[Image outline annotation entries]
## Begin
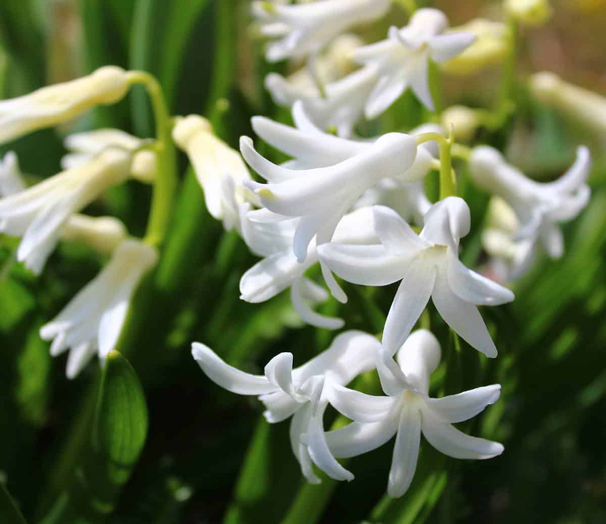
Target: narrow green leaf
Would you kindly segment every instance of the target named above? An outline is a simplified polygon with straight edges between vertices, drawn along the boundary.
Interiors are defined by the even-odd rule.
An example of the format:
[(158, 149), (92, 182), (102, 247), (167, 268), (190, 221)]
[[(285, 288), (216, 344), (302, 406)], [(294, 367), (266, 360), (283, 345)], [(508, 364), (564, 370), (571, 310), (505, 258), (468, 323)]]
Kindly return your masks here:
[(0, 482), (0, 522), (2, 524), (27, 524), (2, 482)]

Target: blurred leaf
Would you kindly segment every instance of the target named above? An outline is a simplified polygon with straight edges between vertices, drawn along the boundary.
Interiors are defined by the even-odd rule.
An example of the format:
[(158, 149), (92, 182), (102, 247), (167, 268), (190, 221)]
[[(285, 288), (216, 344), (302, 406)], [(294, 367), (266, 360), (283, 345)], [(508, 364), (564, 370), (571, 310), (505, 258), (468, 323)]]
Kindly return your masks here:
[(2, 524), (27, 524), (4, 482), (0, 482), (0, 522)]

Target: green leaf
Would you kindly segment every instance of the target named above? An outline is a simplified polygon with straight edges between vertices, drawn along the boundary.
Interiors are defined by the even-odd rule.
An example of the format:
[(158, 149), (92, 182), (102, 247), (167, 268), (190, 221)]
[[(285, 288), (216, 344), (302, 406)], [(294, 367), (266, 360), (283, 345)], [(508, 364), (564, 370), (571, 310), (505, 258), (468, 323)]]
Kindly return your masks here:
## End
[TASK TO CARRY OUT] Arrange all the items above as a JSON list of strings, with one string per line and no blank lines. Leave the pictures out.

[SOLUTION FOR THIS PROBLEM]
[
  "Target: narrow green leaf",
  "Would you kindly segment every instance of the target named above? An outline is a simplified polygon with straight edges between vertices, drawn along the boundary.",
  "Interiors are defined by the even-odd rule.",
  "An example of the format:",
  "[(158, 149), (92, 182), (102, 247), (167, 268), (190, 221)]",
  "[[(285, 288), (216, 344), (302, 406)], [(294, 367), (266, 360), (283, 345)], [(508, 364), (564, 370), (571, 310), (505, 258), (468, 323)]]",
  "Kindly return your masks here:",
  "[(0, 482), (0, 522), (2, 524), (27, 524), (2, 482)]",
  "Target: blurred leaf",
  "Would you kindly segment every instance of the target named above? An outline is a simplified polygon with straight edges between vertices, drawn along the boundary.",
  "Interiors are defined by the even-odd rule.",
  "An example of the format:",
  "[(158, 149), (92, 182), (102, 247), (167, 268), (190, 221)]",
  "[[(285, 288), (216, 344), (302, 406)], [(294, 367), (266, 360), (283, 345)], [(508, 364), (564, 370), (571, 310), (505, 258), (468, 323)]]",
  "Kindly return your masks here:",
  "[(2, 524), (27, 524), (4, 482), (0, 482), (0, 522)]",
  "Target: green leaf",
  "Would you kindly segment every instance of the target named above? An outline is a simplified polygon with straight edges between vertices, drawn along the boundary.",
  "Interiors are defined by the even-odd rule.",
  "An example of the format:",
  "[(158, 149), (92, 182), (102, 247), (167, 268), (190, 221)]",
  "[[(285, 288), (216, 344), (302, 406)], [(294, 367), (266, 360), (283, 345)], [(508, 364), (564, 370), (571, 310), (505, 258), (468, 323)]]",
  "Kindly return your masks here:"
]